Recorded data

━━━━━━

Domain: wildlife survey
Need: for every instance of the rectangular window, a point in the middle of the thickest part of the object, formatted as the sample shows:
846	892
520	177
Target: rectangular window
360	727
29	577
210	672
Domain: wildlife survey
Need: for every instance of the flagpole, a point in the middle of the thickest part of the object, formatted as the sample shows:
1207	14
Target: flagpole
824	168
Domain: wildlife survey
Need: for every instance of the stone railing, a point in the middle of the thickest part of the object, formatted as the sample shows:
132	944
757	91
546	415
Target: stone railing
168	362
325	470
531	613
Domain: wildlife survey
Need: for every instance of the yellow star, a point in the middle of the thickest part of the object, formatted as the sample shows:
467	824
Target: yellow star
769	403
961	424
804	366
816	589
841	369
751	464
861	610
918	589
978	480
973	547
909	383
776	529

━━━━━━

**Assigned task:** The output should match the records above exactly, entry for entry.

**Solution to the exercise:**
Domain: wildlife survey
Need: for every instance of the rectangular window, a point in the middle of the thickest part of the object, formatted as the sample shows:
846	892
520	177
Target: rectangular window
360	727
29	577
210	672
Domain: wildlife survey
Need: for every instance of the flagpole, a point in the middle of the thickest part of the object, formatted as the sample shows:
1207	14
Target: flagpole
824	168
Domain: wildlife survey
Need: for every instance of the stone railing, a point in the middle of the thickest part of the object, formatted as the sample shows:
132	944
757	91
546	415
Target: stone railing
168	362
325	470
531	613
Domain: wildlife survey
Need: for every instance of the yellow star, a point in the middle of the thickest part of the object, formatted as the sample shows:
467	824
Target: yellow star
769	403
961	424
804	366
816	589
841	369
751	464
861	610
918	589
978	480
973	547
909	383
776	529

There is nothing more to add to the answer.